Grapes and the Low-Glycemic Index

Neighborhood Question:
Regarding Low Glycemic Index Fruits & Vegetables: What about grapes? They are different on each list I've found. I don't have them as an ingredient in anything, but sometimes when I have to have something, instead of reaching for chips, I go for grapes.

Kaye's Answer:
Grapes - They are a crafty fruit so innocent and delicious yet such a real trouble maker when they mix with the wrong crowd!

Denise - this is a very good question. I did go back to my research file on GI fruits & vegs to make sure I reply correctly based on what my original research uncovered as I did recall some very specific things about grapes. My primary research source is The Glycemic Index and I use their tables because they are world's leading authority on glycemic index and endorsed by the American Diabetic Association.

On the GI index grapes have a GI value of 53 ranking them a "LOW" GI Value. That means they have low impact on glucose levels. One cup is considered a serving size. At first glance this would make them a suitable fruit for patients of gastric surgery, but front line research tells us a different story -- grapes are beautiful fruit of the Gods just waiting to slip down into our little pouches and morph from healthy fruity snack to spiteful little slider food and dumping disaster. Here's what happens: Grapes are good for us and low calorie, so we don't measure portion size. We enjoy each grape, one by one, which is mostly water and fructose, in unmeasured portion as a snack, so there is no buffer to slow the absorption of fructose through the esophagus or intestinal walls of the pouch. We can eat a copious amount of grapes because as fast as we are enjoying them they are sliding right through the stoma - we never achieve fullness. Unaware of the dramatic glucose load this puts on our body we continue to enjoy our healthy snack when at once the slam hits us and we are in glucose overload distress - dumping. (I believe Kim has a few stories about dumping on silly old grapes!) This can happen with banded patients as well who have followed a lean protein diet and developed a low tolerance for glucose surging.

Referring expression pointing data:
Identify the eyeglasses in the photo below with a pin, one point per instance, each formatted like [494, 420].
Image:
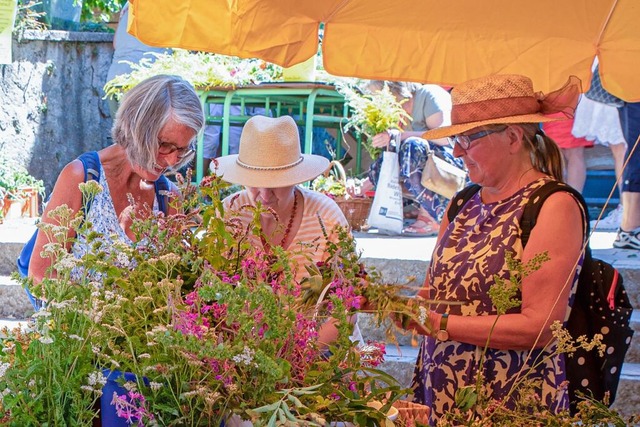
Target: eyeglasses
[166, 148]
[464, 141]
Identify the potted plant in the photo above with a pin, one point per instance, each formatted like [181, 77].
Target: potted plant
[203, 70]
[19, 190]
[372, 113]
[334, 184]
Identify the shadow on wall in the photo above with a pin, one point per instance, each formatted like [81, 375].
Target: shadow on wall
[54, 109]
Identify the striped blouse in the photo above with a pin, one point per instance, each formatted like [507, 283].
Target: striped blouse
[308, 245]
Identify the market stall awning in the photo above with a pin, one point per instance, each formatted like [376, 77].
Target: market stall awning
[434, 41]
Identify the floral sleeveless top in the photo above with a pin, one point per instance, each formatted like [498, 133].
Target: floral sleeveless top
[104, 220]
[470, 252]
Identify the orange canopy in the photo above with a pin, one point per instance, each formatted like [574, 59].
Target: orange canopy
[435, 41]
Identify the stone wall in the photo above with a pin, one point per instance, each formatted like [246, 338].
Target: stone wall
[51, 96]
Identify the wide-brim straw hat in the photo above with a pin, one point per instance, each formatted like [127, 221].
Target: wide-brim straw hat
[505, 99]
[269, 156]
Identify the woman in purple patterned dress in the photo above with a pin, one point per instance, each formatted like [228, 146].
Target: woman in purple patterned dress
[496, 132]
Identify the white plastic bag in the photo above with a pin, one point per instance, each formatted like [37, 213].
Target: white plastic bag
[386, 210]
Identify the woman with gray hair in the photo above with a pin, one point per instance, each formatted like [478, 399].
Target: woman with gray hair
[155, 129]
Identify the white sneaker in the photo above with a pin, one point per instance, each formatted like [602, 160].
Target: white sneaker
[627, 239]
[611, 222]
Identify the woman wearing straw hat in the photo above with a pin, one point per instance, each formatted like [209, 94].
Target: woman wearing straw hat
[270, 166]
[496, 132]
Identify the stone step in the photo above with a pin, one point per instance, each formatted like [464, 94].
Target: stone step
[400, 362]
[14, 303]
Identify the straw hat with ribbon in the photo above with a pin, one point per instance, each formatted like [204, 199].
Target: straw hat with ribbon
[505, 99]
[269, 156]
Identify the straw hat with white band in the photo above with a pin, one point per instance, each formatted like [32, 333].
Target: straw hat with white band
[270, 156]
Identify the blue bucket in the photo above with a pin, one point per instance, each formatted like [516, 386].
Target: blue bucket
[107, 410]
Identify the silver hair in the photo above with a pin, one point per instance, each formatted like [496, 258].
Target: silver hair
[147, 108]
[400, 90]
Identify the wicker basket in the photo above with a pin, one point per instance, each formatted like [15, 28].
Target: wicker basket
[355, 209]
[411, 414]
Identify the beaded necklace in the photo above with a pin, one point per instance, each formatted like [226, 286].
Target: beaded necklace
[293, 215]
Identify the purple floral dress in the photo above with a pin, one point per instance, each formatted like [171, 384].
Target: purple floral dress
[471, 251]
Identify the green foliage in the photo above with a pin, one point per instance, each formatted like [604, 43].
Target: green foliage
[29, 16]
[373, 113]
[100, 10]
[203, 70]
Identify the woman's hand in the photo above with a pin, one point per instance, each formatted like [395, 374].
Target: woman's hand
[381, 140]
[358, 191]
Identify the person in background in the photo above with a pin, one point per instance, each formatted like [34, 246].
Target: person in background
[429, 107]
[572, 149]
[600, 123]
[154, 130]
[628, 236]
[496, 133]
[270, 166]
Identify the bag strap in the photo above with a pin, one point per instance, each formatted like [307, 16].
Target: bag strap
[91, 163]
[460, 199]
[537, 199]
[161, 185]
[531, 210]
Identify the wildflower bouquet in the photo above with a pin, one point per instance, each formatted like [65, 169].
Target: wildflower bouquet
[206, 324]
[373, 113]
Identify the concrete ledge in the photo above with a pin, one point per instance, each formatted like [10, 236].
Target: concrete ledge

_WORK INSTRUCTION A_
Retype the part of the grapes passage that opens with the words containing "Grapes and the" and closes with "the wrong crowd!".
_WORK INSTRUCTION B_
According to the grapes passage, what GI value do grapes have?
The records are drawn from a separate source.

_EXERCISE RESPONSE A_
Grapes and the Low-Glycemic Index

Neighborhood Question:
Regarding Low Glycemic Index Fruits & Vegetables: What about grapes? They are different on each list I've found. I don't have them as an ingredient in anything, but sometimes when I have to have something, instead of reaching for chips, I go for grapes.

Kaye's Answer:
Grapes - They are a crafty fruit so innocent and delicious yet such a real trouble maker when they mix with the wrong crowd!

_EXERCISE RESPONSE B_
53, a low GI value.